Investing.com - European luxury stocks surged Friday, rebounding after sharp losses earlier this week as investors begin to gain confidence that more stimulus will boost the Chinese economy, a major market for these companies.
Data released earlier Friday showed that the second-largest economy in the world grew at the slowest pace since early 2023 in the third quarter, although this was in line with expectations, and forecast-topping retail sales potentially gave some cause for optimism.
Additionally, China's central bank announced funding schemes that will initially pump as much as 800 billion yuan (over $110 billion) into the stock market through newly-created monetary policy tools.
This helped buyers return to the European luxury market, which relies heavily on Chinese buyers for growth.
At 05:20 ET (09:20 GMT), Burberry (LON:BRBY) stock rose 3.7%, Kering (EPA:PRTP) gained 5%, Moncler (BIT:MONC) climbed 4.2% and LVMH Moet Hennessy Louis Vuitton (EPA:LVMH) rose 3%.
Investors should consider buying Chinese consumer stocks, Bank of America (NYSE:BAC) told its clients in a note dated Oct. 18, as the world’s second-biggest economy continues to roll out stimulus measures targeting households.

- [Questions]
1) List each luxury company whose share move on Friday is given in the article on European luxury stocks, along with the percentage it rose or gained.
2) In the article on European luxury stocks, reproduce word for word the passage starting with "Investing.com - European" and going on through "cause for optimism.".
3) Resume the article on European luxury stocks and China's stimulus, picking up after its final sentence.
The listing that follows comes from a separate source and has no connection to the article on luxury stocks.

- [Entries shown]
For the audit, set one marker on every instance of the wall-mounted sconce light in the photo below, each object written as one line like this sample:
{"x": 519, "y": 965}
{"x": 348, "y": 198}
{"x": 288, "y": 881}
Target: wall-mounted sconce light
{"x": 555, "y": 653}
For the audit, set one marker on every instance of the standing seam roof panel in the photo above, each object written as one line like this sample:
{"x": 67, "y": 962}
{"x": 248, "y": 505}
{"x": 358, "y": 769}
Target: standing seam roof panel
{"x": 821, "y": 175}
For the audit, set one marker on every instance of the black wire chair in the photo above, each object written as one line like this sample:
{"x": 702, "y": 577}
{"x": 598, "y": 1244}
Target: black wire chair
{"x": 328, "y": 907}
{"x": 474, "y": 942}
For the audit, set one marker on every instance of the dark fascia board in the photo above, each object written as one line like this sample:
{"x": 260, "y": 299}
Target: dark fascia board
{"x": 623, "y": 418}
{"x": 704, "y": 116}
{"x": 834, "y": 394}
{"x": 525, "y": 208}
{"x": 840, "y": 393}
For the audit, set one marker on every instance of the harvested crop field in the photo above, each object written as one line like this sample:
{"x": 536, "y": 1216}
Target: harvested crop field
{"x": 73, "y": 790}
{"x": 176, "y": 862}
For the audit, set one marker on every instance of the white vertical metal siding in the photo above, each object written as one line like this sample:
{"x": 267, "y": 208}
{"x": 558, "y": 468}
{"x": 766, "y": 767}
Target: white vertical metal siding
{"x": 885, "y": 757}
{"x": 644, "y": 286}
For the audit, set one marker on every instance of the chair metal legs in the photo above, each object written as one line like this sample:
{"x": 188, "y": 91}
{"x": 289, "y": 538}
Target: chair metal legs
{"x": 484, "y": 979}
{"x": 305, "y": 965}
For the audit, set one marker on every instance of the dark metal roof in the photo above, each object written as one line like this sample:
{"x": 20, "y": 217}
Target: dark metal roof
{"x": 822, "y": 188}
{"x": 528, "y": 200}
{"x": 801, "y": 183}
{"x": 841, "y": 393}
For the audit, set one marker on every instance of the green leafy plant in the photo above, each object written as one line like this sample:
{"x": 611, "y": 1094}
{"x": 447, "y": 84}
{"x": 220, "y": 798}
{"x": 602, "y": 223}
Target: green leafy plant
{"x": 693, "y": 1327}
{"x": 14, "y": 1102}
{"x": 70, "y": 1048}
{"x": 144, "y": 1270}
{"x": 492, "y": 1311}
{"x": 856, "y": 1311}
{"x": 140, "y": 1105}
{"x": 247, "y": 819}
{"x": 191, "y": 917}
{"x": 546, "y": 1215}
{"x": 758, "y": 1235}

- [Answers below]
1)
Burberry: 3.7%
Kering: 5%
Moncler: 4.2%
LVMH Moet Hennessy Louis Vuitton: 3%

2)
Investing.com - European luxury stocks surged Friday, rebounding after sharp losses earlier this week as investors begin to gain confidence that more stimulus will boost the Chinese economy, a major market for these companies.
Data released earlier Friday showed that the second-largest economy in the world grew at the slowest pace since early 2023 in the third quarter, although this was in line with expectations, and forecast-topping retail sales potentially gave some cause for optimism.

3)
The US bank noted that unlike in the last two decades, the ongoing stimulus is directly aimed at households. China's consumption represents just 39% of its GDP, far lower than in other emerging markets, with Mexico at 70%, Brazil at 63%, and India at 60%.
The European luxury sector had faltered earlier in the week as France's LVMH reported weak third-quarter sales, prompting the stock's biggest one-day drop in over one month.
LVMH, whose brands include Moet & Chandon champagne, Louis Vuitton fashions, and Tiffany jewellery, posted its first decline in quarterly sales since the pandemic as demand in China, primarily, weakened.